Begin Information provided

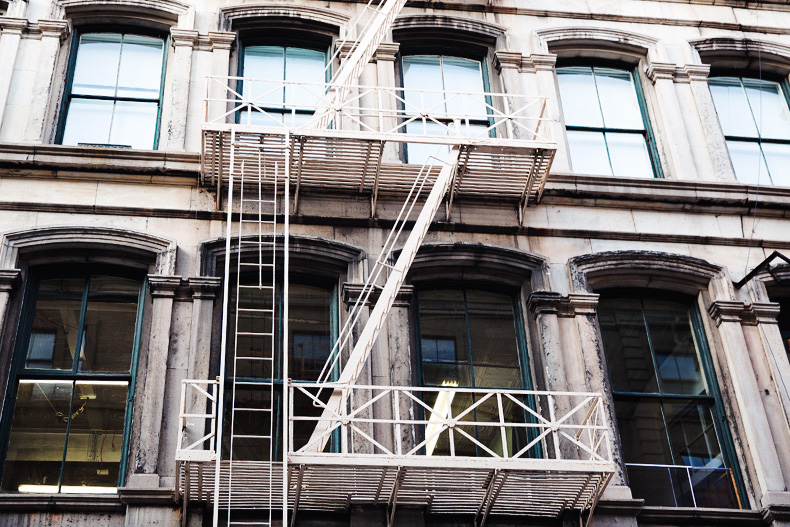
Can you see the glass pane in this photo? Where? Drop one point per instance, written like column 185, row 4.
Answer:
column 38, row 436
column 627, row 347
column 309, row 327
column 675, row 351
column 464, row 75
column 748, row 162
column 140, row 73
column 629, row 155
column 579, row 98
column 443, row 321
column 134, row 124
column 88, row 122
column 769, row 108
column 54, row 336
column 732, row 106
column 304, row 65
column 110, row 321
column 617, row 94
column 778, row 158
column 642, row 432
column 264, row 62
column 588, row 153
column 422, row 78
column 493, row 339
column 96, row 68
column 93, row 455
column 693, row 437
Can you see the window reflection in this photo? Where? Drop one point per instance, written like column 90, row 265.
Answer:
column 755, row 119
column 607, row 134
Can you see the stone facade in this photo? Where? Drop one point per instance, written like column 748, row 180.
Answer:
column 696, row 231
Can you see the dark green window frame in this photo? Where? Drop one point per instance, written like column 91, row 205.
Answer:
column 74, row 50
column 712, row 398
column 521, row 348
column 285, row 43
column 277, row 380
column 19, row 372
column 647, row 131
column 441, row 55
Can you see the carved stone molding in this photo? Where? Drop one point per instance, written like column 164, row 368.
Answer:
column 163, row 286
column 351, row 293
column 550, row 302
column 9, row 278
column 743, row 313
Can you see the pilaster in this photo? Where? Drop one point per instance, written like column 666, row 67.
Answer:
column 53, row 32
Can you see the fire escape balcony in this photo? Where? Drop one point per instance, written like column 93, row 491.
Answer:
column 506, row 140
column 447, row 449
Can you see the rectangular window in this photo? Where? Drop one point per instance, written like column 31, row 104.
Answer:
column 666, row 404
column 608, row 134
column 68, row 432
column 756, row 123
column 429, row 110
column 272, row 82
column 115, row 93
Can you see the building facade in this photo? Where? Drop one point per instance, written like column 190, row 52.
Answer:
column 624, row 275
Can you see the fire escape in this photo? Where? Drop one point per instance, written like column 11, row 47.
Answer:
column 259, row 167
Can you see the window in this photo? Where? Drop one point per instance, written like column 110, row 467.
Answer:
column 667, row 403
column 72, row 385
column 312, row 332
column 425, row 77
column 756, row 124
column 608, row 131
column 115, row 92
column 472, row 339
column 265, row 69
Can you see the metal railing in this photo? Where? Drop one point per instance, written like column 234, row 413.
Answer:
column 197, row 420
column 414, row 423
column 425, row 115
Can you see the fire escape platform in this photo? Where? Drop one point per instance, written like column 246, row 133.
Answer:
column 355, row 162
column 333, row 483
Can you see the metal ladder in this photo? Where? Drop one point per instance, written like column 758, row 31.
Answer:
column 254, row 318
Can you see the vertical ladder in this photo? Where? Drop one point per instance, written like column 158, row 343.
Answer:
column 253, row 336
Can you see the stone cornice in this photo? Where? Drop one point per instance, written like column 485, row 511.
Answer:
column 571, row 305
column 351, row 293
column 163, row 286
column 8, row 279
column 221, row 39
column 183, row 37
column 744, row 313
column 204, row 287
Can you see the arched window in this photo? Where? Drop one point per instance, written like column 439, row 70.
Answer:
column 472, row 338
column 72, row 381
column 114, row 92
column 674, row 437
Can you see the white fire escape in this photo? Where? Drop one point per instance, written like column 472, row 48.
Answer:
column 259, row 171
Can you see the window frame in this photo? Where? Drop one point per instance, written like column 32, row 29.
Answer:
column 522, row 347
column 303, row 42
column 714, row 397
column 648, row 132
column 72, row 62
column 20, row 372
column 784, row 88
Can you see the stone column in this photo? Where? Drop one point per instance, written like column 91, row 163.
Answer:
column 743, row 385
column 681, row 162
column 52, row 33
column 714, row 136
column 9, row 45
column 178, row 94
column 8, row 280
column 163, row 290
column 221, row 43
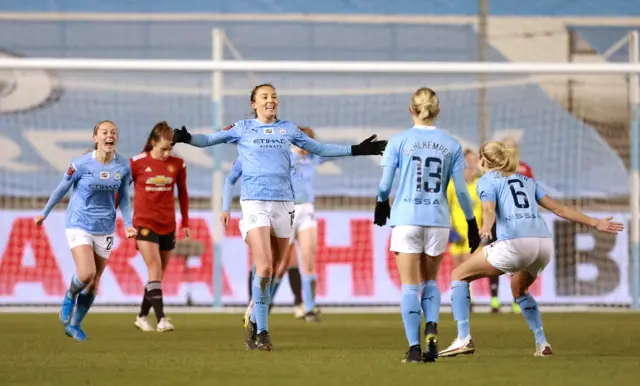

End Information provided

__Problem statement__
Copy every line from the items above that contains the word "stone".

__Right answer__
Can you see the stone facade in this photo? Where? Drop one point per instance, written like column 748, row 180.
Can you see the carved stone molding in this photo? Where? Drop one point per instance, written like column 164, row 368.
Can you see the stone cornice in this photo? Where? Drop one point per instance, written like column 485, row 511.
Can you see the stone column in this photo? Where? Drop one point per instance, written like column 91, row 163.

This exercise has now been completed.